— The exercise —
Copy out the items below line for line, leaving out the pictures.

Point annotation records

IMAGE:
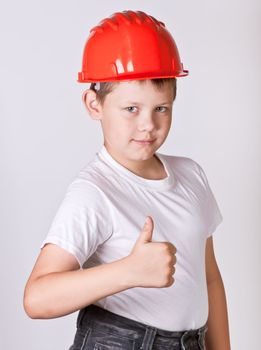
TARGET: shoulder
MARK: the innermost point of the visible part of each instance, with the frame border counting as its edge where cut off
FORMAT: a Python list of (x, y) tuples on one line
[(182, 163)]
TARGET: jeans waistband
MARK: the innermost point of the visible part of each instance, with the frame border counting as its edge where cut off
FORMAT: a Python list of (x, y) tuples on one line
[(94, 312)]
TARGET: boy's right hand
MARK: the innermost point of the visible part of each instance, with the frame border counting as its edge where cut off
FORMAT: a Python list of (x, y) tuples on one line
[(151, 264)]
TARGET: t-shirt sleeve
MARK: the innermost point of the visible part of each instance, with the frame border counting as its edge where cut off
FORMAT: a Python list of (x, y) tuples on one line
[(81, 222), (211, 209)]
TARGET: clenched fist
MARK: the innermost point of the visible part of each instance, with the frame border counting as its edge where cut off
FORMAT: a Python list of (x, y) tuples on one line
[(151, 264)]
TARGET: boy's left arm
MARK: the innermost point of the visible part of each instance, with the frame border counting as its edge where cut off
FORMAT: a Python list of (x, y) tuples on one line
[(217, 335)]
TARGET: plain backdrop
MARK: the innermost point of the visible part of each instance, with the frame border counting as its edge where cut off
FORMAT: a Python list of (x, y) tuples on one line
[(47, 137)]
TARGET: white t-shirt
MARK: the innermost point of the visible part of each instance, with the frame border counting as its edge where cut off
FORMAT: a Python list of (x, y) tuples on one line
[(103, 213)]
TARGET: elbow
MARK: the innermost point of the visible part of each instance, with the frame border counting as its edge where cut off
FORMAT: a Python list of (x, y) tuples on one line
[(33, 306)]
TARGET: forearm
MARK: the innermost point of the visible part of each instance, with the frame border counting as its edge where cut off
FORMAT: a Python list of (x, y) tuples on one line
[(217, 336), (61, 293)]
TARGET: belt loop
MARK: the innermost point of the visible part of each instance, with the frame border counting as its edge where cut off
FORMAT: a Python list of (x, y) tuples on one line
[(148, 339), (201, 337)]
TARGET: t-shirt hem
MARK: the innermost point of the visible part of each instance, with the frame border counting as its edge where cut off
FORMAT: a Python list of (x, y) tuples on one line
[(67, 246)]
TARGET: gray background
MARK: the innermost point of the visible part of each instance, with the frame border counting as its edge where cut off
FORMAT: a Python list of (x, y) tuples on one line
[(47, 137)]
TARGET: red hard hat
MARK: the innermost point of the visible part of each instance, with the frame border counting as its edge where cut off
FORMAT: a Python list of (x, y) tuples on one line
[(130, 45)]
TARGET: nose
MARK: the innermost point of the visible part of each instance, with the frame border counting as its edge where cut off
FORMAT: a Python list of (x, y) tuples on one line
[(146, 122)]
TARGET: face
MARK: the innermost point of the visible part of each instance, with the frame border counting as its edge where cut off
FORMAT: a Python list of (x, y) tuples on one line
[(134, 112)]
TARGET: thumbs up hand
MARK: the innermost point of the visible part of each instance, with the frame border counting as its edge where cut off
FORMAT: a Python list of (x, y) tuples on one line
[(151, 264)]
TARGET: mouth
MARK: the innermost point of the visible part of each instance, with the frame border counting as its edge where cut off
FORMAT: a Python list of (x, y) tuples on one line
[(144, 142)]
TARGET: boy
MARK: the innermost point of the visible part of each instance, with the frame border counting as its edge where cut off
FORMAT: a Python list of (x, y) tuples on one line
[(131, 295)]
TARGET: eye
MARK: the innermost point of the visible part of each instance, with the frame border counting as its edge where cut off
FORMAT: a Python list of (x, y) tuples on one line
[(163, 109), (130, 109)]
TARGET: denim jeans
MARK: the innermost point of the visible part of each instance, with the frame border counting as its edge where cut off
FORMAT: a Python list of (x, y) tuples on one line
[(100, 329)]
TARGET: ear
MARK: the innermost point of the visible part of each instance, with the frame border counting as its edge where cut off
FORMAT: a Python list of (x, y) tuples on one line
[(91, 103)]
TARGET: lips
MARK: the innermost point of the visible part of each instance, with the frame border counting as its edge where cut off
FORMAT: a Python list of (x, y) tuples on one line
[(144, 142)]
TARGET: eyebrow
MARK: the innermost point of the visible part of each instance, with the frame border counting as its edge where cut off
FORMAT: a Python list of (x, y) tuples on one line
[(138, 103)]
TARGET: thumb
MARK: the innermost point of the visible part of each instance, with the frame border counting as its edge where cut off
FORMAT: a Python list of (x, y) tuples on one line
[(147, 231)]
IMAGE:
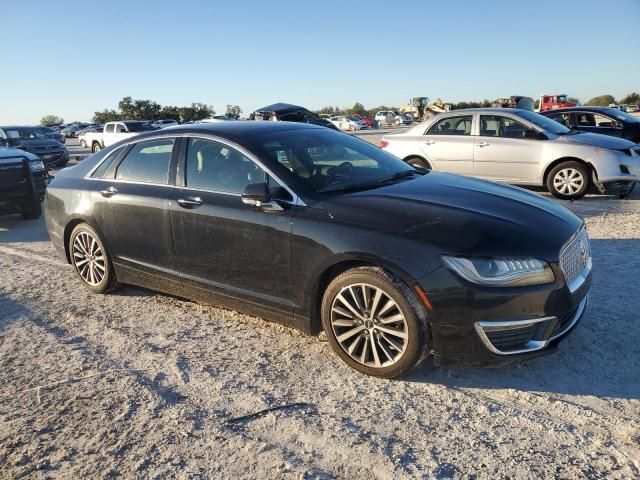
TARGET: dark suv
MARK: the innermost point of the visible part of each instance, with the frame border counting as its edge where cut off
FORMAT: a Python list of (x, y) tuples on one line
[(23, 181), (30, 139)]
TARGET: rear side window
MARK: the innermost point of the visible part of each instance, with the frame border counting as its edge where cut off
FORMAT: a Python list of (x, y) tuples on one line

— Task output —
IMAGE:
TARGET: shoulder
MARK: the innermost point of the visible part of each instance, with the frame border counting as its edge where cut off
FORMAT: a Python list of (x, y) tuples on one line
[(182, 163)]
TARGET: jeans waistband
MARK: the innermost point of the visible part of each instance, with the frame border counting as its edge where cut off
FORMAT: a Python list of (x, y) tuples on one line
[(94, 312)]
TARGET: boy's right hand
MARK: the innermost point of the visible part of each instance, with the frame border counting as its edge where cut off
FORMAT: a Python list of (x, y) tuples on one line
[(151, 264)]
TARGET: t-shirt sleeve
MARK: the innermost point of the visible part of each instance, with the frame border counting as its edge where cut off
FORMAT: a Python list of (x, y) tuples on one line
[(81, 222), (211, 209)]
TARGET: clenched fist
MARK: the innermost point of the visible part of each instance, with the frame border counting as its edge where cut off
FORMAT: a Python list of (x, y) tuples on one line
[(151, 264)]
TARGET: boy's left arm
MARK: the innermost point of the visible part of each instance, with the frame border counting as its edge where cut off
FORMAT: a Python list of (x, y) tuples on one line
[(217, 335)]
TARGET: plain backdrop
MARK: the innermost point of the visible part of each instance, with the frame border counting as its edge where cut off
FORMAT: a Python list of (x, y) tuples on one line
[(47, 137)]
TARGET: white t-shirt
MARK: the innermost point of the visible part of each instance, with the frame border counting as its edge where cut off
FORMAT: a Python list of (x, y) tuples on one line
[(103, 213)]
TARGET: elbow
MARK: the innermost point of the visible part of each instance, with the frame border counting as its edge where cut off
FORMAT: a Python list of (x, y) tuples on one line
[(33, 306)]
TARGET: forearm
MARK: the innermost point of the visible part of each instance, with the frame border counting as its edge where cut off
FORMAT: a Python list of (x, y) tuples on one line
[(217, 336), (61, 293)]
TARGET: belt loop
MARK: the innermost point of the visible part of each instance, with the frame border counting as its edge where cut off
FORMAT: a Python list of (x, y) tuples on one line
[(148, 339), (201, 337)]
TARGET: t-shirt hem
MARK: the innermost point of the visible part of each instance, with the frame border counting as its edge where cut off
FORMAT: a Python list of (x, y) tuples on one line
[(67, 246)]
TARGET: gray background
MARK: the innermost point of the visible part of each instance, with the frame border counting as its edge where cut off
FORMAT: a Python list of (x, y) tuples on one line
[(47, 137)]
TARGET: red hard hat
MARK: the innermost point of the visible part of each instance, with the frame border counting as its edge where cut off
FORMAT: a Python list of (x, y) tuples on one line
[(130, 45)]
TARGET: nose
MARK: the innermost point of the visible part of each instance, with the frame border counting as its edge where cut off
FORMAT: a Python list of (x, y) tuples on one line
[(146, 122)]
TARGET: face
MARK: the innermost point of the visible part of each instance, with the frame border counting as its edge where cut off
FORMAT: a Python list of (x, y) tuples on one line
[(134, 112)]
TARGET: thumbs up hand
MARK: the innermost point of the visible part of each instance, with the frame border counting as its edge where cut off
FORMAT: a Python list of (x, y) tuples on one line
[(151, 264)]
TARGET: mouth
MARK: the innermost point of the visible part of each instance, with the frame border counting as its edge where cut off
FORMAT: a Python list of (x, y) tuples on one line
[(144, 142)]
TARGET: boy
MARK: the innermost point of the visible part of each instance, with the frame border counting as its edge where cut off
FORMAT: a Python list of (x, y) tuples on one line
[(131, 295)]
TARGET: eye
MARK: the innermost point of the visible part of each instance, with the frame border counting as its edge where cut off
FORMAT: a Python list of (x, y) tuples on one line
[(163, 109), (130, 109)]
TARGET: denim jeans
MARK: the innermost point of the visible part of each instance, with the frame border counting as its edge where cut off
FORMAT: a Python list of (x, y) tuples on one line
[(100, 329)]
TARGET: ear
MARK: the innermost point of the visible part of each instance, with the frame border counting as its edge where cut off
FORMAT: a Python list of (x, y) tuples on one line
[(91, 103)]
TARGET: lips
MARK: the innermost point of the visible part of each instance, with the frame border counting as its edge where cut off
FORMAT: a Python list of (x, y) tuples on one line
[(144, 142)]
TARGET: eyebrow
MARK: the innermost point of the visible part of each instance, with the frame border counting as its edge where cut off
FORMAT: a Python list of (x, y) tuples on one line
[(138, 103)]
TARGET: thumb
MARK: the innermost point of the visible part of each instance, with the frame border counting as its edge where cut off
FORMAT: a Python list of (x, y) tuples on one line
[(147, 231)]
IMAGE:
TARGET: dark suv
MARK: the innermost point of the visible part of each instance, with the frame border counting as its edge where cut off
FORMAT: a Python list of (x, y) tuples on one line
[(23, 181), (30, 139)]
TARGET: rear side window
MARK: the innermost point of the visible part of each instance, with the frame border counting as its edge where cut off
FORMAT: a Python list of (x, y) tuples on one line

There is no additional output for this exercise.